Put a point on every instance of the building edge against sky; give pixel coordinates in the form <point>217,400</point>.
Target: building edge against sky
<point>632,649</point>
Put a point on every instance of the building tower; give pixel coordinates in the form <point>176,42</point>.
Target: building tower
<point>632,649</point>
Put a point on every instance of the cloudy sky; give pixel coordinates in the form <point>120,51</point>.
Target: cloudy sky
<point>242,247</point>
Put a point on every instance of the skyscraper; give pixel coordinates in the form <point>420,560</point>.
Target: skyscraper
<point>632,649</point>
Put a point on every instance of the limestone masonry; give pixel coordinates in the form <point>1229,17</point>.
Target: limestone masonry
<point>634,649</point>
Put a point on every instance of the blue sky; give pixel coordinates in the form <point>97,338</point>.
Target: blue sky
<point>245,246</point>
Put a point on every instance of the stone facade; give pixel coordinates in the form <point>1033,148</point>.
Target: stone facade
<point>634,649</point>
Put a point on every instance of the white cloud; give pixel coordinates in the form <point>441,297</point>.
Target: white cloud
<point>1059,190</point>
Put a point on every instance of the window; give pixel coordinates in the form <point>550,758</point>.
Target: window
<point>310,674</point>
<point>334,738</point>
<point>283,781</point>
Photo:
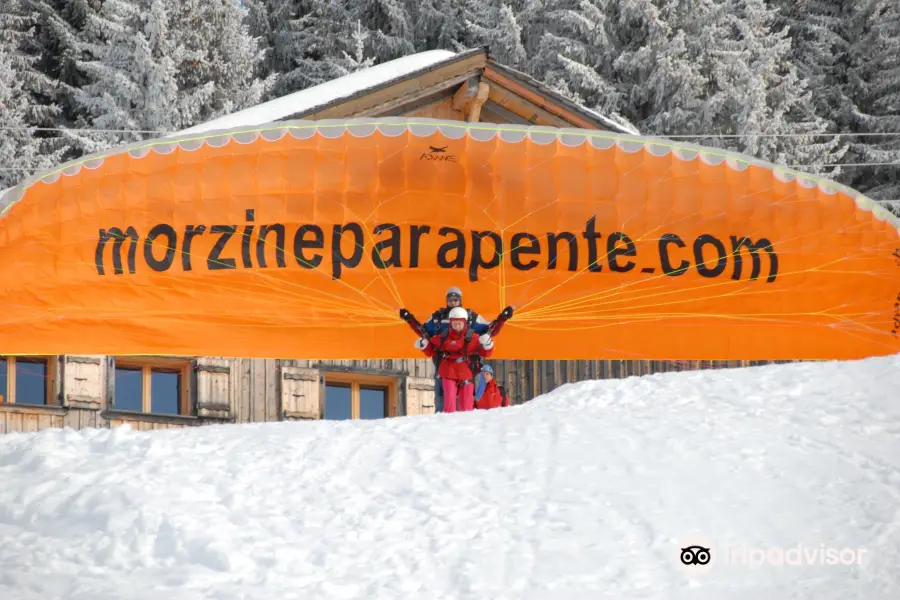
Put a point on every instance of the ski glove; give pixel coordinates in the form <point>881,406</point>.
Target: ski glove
<point>486,342</point>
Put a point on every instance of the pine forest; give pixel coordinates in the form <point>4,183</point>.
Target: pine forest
<point>809,84</point>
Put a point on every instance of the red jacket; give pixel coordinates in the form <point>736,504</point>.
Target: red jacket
<point>455,364</point>
<point>492,398</point>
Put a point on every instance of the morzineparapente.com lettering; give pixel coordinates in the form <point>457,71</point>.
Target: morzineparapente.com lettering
<point>234,248</point>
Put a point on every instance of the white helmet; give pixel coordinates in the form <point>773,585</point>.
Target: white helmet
<point>459,313</point>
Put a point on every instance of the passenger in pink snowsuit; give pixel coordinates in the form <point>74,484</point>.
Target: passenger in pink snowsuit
<point>454,350</point>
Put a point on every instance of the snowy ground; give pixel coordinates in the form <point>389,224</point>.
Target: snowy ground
<point>588,492</point>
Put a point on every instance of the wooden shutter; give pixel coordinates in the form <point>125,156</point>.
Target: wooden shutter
<point>300,393</point>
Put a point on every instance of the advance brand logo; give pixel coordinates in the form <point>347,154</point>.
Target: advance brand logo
<point>438,154</point>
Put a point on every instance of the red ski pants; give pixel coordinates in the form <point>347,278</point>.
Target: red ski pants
<point>458,397</point>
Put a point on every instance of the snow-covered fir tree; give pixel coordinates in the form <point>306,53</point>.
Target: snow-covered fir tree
<point>167,66</point>
<point>736,71</point>
<point>21,152</point>
<point>875,86</point>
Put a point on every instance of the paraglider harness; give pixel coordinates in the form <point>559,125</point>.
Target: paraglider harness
<point>474,360</point>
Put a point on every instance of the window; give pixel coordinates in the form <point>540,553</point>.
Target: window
<point>360,396</point>
<point>152,385</point>
<point>27,380</point>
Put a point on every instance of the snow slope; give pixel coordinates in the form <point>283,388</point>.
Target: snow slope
<point>319,95</point>
<point>587,492</point>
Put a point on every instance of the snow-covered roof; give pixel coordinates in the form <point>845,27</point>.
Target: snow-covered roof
<point>319,95</point>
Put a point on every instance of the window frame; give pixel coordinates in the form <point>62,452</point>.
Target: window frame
<point>148,365</point>
<point>355,380</point>
<point>51,366</point>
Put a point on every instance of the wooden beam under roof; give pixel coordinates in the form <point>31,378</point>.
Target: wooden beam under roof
<point>403,90</point>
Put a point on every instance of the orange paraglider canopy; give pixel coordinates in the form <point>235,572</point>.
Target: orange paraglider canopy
<point>303,239</point>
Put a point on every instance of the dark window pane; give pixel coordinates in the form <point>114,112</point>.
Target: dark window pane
<point>337,401</point>
<point>372,403</point>
<point>129,389</point>
<point>4,380</point>
<point>165,390</point>
<point>31,382</point>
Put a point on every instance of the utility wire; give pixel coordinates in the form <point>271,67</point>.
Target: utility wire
<point>657,135</point>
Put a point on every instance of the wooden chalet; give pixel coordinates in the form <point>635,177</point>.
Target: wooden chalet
<point>155,393</point>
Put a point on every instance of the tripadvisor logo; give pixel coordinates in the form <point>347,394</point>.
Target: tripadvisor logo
<point>698,556</point>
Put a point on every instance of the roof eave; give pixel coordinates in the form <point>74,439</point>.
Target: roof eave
<point>599,121</point>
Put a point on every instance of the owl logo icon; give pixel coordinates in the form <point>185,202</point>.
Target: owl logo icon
<point>695,555</point>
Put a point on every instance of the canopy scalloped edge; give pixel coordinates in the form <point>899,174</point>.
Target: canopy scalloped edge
<point>482,132</point>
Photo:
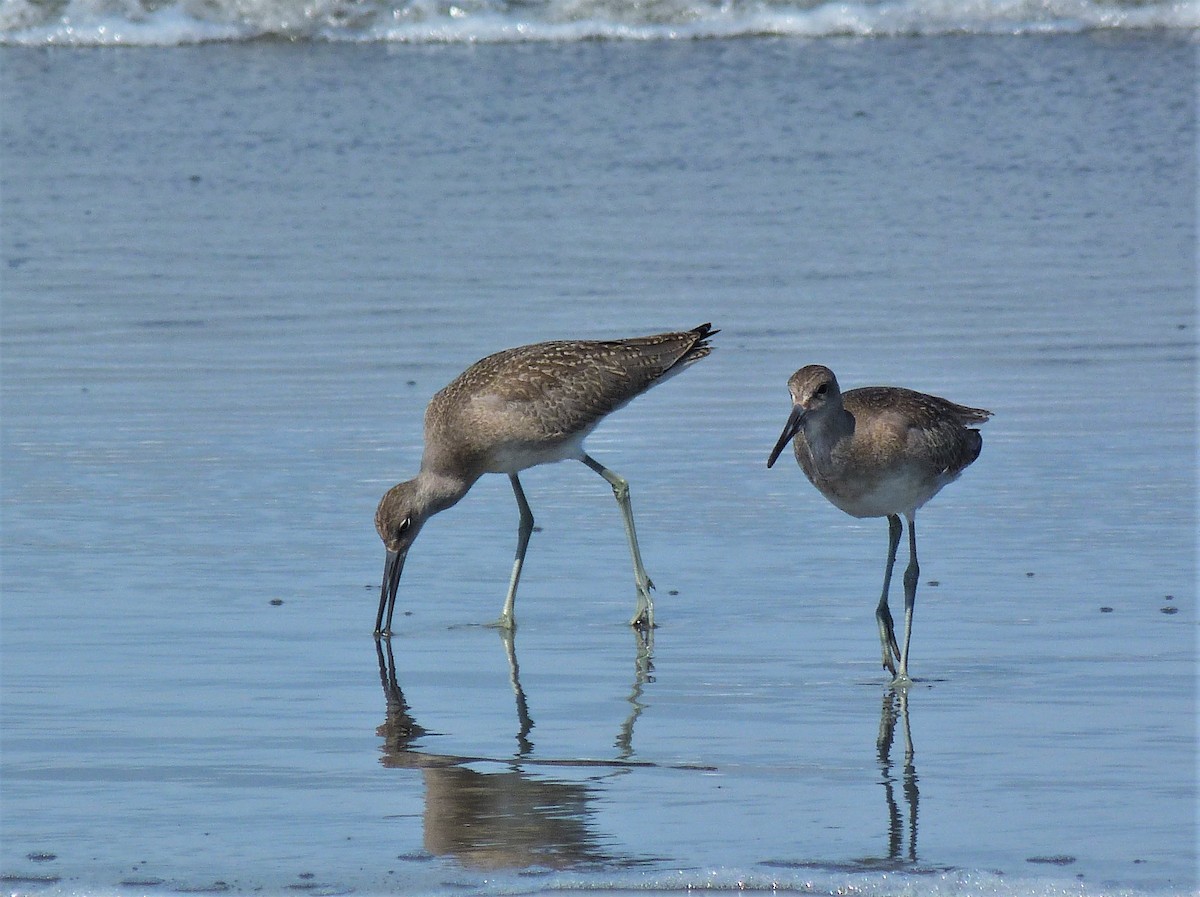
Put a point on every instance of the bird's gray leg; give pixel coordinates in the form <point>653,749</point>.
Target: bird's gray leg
<point>910,598</point>
<point>508,621</point>
<point>882,614</point>
<point>645,613</point>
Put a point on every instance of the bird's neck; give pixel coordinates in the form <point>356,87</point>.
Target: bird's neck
<point>438,491</point>
<point>825,432</point>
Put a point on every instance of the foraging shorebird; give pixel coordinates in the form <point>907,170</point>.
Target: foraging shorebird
<point>880,451</point>
<point>513,410</point>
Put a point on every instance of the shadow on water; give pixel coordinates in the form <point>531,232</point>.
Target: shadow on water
<point>508,819</point>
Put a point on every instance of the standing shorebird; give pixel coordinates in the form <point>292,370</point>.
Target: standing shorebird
<point>513,410</point>
<point>880,451</point>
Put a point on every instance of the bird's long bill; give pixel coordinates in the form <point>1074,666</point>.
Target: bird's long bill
<point>393,566</point>
<point>795,420</point>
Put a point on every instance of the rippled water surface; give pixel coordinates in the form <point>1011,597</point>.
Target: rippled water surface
<point>233,276</point>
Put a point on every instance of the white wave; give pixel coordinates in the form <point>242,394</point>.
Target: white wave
<point>184,22</point>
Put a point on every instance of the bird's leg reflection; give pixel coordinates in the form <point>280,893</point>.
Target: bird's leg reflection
<point>492,813</point>
<point>525,746</point>
<point>895,709</point>
<point>643,673</point>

┄┄┄┄┄┄┄┄┄┄

What is being asked
Could you set down, word for word, only the lines above from the line with "Put a point on every instance of the snow-covered roof;" to the line with "Put a point on every instance of the window frame;", including both?

Solution for this exercise
Put a point on every instance of the snow-covered roof; give pixel coordinates in the form <point>845,27</point>.
Target: snow-covered roof
<point>319,95</point>
Put a point on every instance of the window frame; give pixel coordinates in the form <point>62,452</point>.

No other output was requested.